[Source extract]:

BEGIN

7 February 2008



Rt Hon Alan Johnson MP

House of Commons

LONDON

SW1A 0AA


Dear Sir


GP Patient Surveys (Ipsos MORI G85129) and my GP


I visited my GP last Friday about a long running problem I have with my skin. This is hardly life threatening, but it is irritating for me, and embarrassing because it is unsightly. He suggested an appointment with a specialist. I asked him if he could recommend a team or a place, according to his experience. I thought he might know something of the social structures and ethos: a team that would accommodate my quirks and still know what its business was all about - the kind of thing that enhances and supports good practice. I was also asking for a small human relation to be opened for me, as it is not so easy to take my crumbling body to a stranger without a word of warmth from my GP.


He said he couldn’t give me any help because everything had changed so much, he no longer knew the scene. He could, however, give me information from the computerized system. This information turned out to be of waiting times: 30 days here, 50 there, 24 somewhere else.

END

[Tasks for this exercise]:
1. Reproduce the passage of the letter starting with "House of Commons" and going on through "from my GP.".
2. Decide whether each statement agrees with the letter, answering yes or no and quoting the deciding words: (a) The GP suggested an appointment with a specialist. (b) The writer describes the skin problem as life threatening. (c) The information from the computerized system consisted of waiting times.
3. Summarize the letter in two sentences.

[Supplied records]:
BEGIN

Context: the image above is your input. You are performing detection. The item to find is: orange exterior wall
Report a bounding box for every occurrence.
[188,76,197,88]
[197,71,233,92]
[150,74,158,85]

END

[Task solutions]:
1.
House of Commons

LONDON

SW1A 0AA


Dear Sir


GP Patient Surveys (Ipsos MORI G85129) and my GP


I visited my GP last Friday about a long running problem I have with my skin. This is hardly life threatening, but it is irritating for me, and embarrassing because it is unsightly. He suggested an appointment with a specialist. I asked him if he could recommend a team or a place, according to his experience. I thought he might know something of the social structures and ethos: a team that would accommodate my quirks and still know what its business was all about - the kind of thing that enhances and supports good practice. I was also asking for a small human relation to be opened for me, as it is not so easy to take my crumbling body to a stranger without a word of warmth from my GP.

2.
(a) Yes: "He suggested an appointment with a specialist."
(b) No: "This is hardly life threatening, but it is irritating for me, and embarrassing because it is unsightly."
(c) Yes: "This information turned out to be of waiting times: 30 days here, 50 there, 24 somewhere else."

3. The writer visited a GP about a long-running skin problem, was advised to see a specialist, and asked the GP to recommend a team or a place from experience. The GP said that everything had changed so much that he no longer knew the scene, and could offer only waiting times from the computerized system.